▸ GIVEN INSTRUCTION
Please repeat the rows word for word, from the start of the rows through the line that contains "left=61, top=436, right=328, bottom=637", both ends included. Leave the pictures out of your answer.

Stored records:
————

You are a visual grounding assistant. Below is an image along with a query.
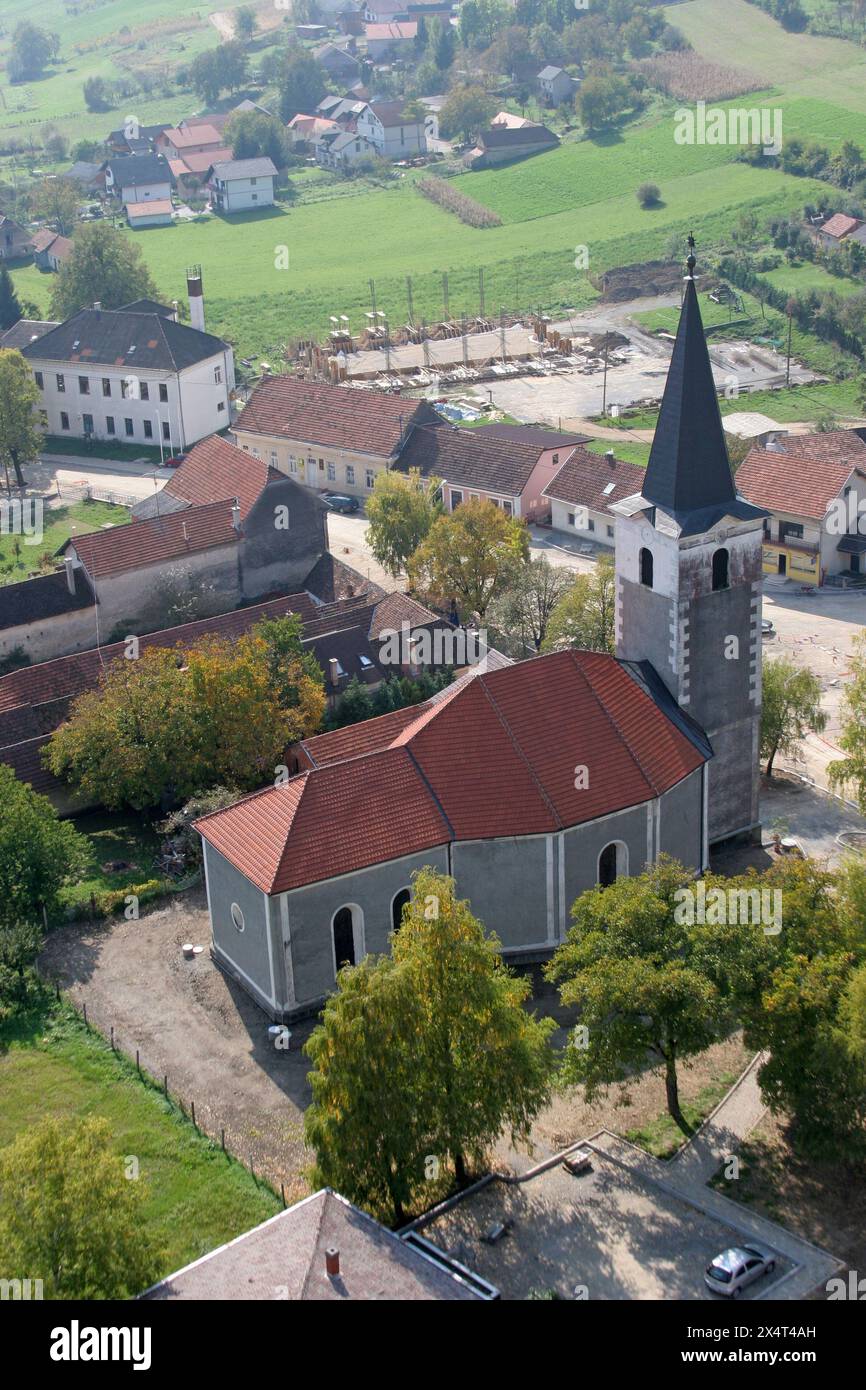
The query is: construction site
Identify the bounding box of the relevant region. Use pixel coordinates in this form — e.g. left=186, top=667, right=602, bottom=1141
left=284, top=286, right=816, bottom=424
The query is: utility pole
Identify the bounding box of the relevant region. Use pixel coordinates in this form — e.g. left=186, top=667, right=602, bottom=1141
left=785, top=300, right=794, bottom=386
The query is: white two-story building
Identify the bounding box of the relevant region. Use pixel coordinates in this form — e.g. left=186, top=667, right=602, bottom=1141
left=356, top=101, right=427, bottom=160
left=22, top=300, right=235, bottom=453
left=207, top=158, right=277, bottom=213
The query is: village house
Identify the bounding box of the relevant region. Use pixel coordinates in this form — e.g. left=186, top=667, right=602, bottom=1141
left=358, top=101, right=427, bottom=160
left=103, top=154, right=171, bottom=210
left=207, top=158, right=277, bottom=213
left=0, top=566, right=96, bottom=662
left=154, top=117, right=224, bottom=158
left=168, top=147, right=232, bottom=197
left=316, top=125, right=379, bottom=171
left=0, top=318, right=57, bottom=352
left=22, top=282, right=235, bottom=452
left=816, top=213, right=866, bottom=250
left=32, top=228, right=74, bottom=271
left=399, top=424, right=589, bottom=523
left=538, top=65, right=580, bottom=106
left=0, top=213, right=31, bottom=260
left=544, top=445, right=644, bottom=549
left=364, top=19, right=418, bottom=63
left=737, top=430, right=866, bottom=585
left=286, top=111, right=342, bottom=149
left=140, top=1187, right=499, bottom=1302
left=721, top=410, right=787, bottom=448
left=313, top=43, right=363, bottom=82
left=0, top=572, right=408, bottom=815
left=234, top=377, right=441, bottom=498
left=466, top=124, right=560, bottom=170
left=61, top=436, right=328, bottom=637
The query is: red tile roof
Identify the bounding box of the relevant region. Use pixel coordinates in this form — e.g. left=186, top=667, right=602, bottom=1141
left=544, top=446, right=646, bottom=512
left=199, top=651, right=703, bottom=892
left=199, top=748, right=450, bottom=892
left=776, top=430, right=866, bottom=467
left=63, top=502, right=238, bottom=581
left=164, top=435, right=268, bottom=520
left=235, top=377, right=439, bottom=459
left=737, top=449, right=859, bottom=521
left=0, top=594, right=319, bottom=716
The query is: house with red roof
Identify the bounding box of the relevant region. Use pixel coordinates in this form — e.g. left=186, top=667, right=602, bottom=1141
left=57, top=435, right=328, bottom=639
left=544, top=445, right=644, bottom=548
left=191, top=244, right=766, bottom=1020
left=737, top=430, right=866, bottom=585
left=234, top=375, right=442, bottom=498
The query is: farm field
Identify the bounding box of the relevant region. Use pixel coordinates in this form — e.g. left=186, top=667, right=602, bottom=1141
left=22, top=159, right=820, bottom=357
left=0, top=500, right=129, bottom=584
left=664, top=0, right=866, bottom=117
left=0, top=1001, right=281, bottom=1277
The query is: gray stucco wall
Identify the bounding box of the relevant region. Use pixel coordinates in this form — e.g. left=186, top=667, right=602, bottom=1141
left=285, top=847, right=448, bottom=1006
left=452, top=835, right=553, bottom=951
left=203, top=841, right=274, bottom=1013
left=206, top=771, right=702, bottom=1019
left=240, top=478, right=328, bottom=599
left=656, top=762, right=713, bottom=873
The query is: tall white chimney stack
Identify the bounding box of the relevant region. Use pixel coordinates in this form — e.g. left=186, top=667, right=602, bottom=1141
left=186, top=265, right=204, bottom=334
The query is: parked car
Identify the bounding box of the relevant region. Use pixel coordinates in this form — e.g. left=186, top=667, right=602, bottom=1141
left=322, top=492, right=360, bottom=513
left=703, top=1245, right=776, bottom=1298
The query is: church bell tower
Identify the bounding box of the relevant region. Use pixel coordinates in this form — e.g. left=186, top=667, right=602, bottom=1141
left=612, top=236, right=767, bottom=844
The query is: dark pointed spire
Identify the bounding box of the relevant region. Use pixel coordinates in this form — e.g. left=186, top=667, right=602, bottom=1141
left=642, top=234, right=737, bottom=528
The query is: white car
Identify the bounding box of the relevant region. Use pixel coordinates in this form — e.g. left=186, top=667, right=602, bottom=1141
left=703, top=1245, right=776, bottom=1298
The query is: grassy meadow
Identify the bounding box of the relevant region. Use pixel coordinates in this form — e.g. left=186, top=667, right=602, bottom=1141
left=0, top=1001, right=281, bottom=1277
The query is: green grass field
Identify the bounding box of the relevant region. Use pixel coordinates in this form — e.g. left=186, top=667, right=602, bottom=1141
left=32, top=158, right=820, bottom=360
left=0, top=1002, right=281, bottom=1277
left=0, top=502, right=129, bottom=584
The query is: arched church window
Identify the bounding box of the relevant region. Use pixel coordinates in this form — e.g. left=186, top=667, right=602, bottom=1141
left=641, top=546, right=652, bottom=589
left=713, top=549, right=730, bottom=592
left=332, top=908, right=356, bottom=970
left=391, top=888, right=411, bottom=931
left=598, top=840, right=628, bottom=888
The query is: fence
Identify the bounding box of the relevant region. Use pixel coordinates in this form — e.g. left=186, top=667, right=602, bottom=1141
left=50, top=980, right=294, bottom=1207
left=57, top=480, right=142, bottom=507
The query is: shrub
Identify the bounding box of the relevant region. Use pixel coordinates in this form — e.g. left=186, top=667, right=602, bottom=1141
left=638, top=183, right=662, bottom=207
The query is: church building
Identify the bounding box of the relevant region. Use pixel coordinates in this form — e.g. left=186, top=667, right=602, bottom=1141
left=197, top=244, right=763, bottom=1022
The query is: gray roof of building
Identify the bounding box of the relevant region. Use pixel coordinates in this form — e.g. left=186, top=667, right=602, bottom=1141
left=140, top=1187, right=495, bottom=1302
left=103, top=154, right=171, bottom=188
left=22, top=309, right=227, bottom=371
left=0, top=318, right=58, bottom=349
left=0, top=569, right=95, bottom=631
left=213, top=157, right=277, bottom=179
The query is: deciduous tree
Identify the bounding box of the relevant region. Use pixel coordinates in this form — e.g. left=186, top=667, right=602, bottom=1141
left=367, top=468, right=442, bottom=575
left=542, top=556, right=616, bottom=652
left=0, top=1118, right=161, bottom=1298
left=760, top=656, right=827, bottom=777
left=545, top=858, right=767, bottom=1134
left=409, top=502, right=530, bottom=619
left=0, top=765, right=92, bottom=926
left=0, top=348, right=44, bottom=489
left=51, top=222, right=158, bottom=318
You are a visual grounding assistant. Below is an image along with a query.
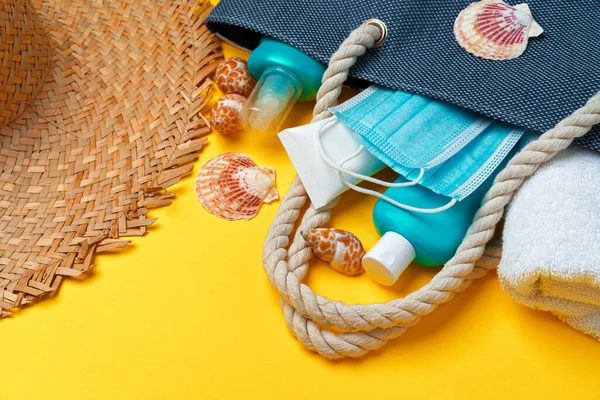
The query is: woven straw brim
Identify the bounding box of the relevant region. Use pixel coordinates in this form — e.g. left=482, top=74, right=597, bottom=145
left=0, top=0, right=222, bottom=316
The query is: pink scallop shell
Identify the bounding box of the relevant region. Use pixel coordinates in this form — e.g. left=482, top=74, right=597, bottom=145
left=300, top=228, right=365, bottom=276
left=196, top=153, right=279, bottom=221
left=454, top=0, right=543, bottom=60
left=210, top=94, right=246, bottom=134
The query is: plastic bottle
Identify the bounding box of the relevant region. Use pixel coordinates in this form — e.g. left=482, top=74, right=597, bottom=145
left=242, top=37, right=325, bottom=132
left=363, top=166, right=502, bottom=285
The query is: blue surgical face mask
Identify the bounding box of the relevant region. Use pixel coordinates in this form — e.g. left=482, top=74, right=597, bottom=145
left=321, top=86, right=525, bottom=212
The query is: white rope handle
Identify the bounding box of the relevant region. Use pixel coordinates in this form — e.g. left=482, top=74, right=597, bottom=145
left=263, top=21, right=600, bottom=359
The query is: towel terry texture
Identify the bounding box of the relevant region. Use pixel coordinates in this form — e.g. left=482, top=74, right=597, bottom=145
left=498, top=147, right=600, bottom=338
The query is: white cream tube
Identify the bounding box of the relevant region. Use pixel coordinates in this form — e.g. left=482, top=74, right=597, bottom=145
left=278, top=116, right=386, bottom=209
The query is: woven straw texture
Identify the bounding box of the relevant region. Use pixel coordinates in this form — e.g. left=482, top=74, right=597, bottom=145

————

▸ TASK OUTPUT
You are a visual grounding assistant. Below is an image along with a query.
The query is: construction site
Identify the bounding box of the relevant region. Use pixel coordinates in this form — e.g. left=186, top=667, right=602, bottom=1141
left=284, top=286, right=816, bottom=424
The query is: utility pole
Identify the bounding box of the relevant region. Use pixel coordinates in this form — e.g. left=186, top=667, right=602, bottom=1141
left=785, top=300, right=794, bottom=386
The query is: white two-story building
Identify the bounding box of the relevant region. Use pixel coordinates in this form — e.g. left=186, top=667, right=602, bottom=1141
left=356, top=101, right=427, bottom=160
left=22, top=300, right=235, bottom=453
left=207, top=158, right=277, bottom=213
The query is: village house
Identify the bounding box of the relevant region. Use pixel coordinates in this form — e.g. left=186, top=667, right=602, bottom=1141
left=358, top=101, right=427, bottom=160
left=103, top=154, right=171, bottom=210
left=207, top=158, right=277, bottom=213
left=0, top=566, right=96, bottom=662
left=154, top=117, right=224, bottom=158
left=168, top=147, right=232, bottom=197
left=316, top=125, right=379, bottom=171
left=0, top=318, right=57, bottom=352
left=22, top=282, right=235, bottom=452
left=816, top=213, right=866, bottom=250
left=32, top=228, right=74, bottom=271
left=399, top=424, right=589, bottom=523
left=538, top=65, right=580, bottom=106
left=0, top=213, right=31, bottom=260
left=544, top=445, right=644, bottom=549
left=364, top=19, right=418, bottom=63
left=737, top=430, right=866, bottom=585
left=286, top=111, right=342, bottom=149
left=140, top=1187, right=499, bottom=1302
left=721, top=410, right=787, bottom=448
left=313, top=43, right=363, bottom=82
left=0, top=572, right=408, bottom=815
left=234, top=377, right=441, bottom=498
left=466, top=124, right=560, bottom=170
left=61, top=436, right=328, bottom=637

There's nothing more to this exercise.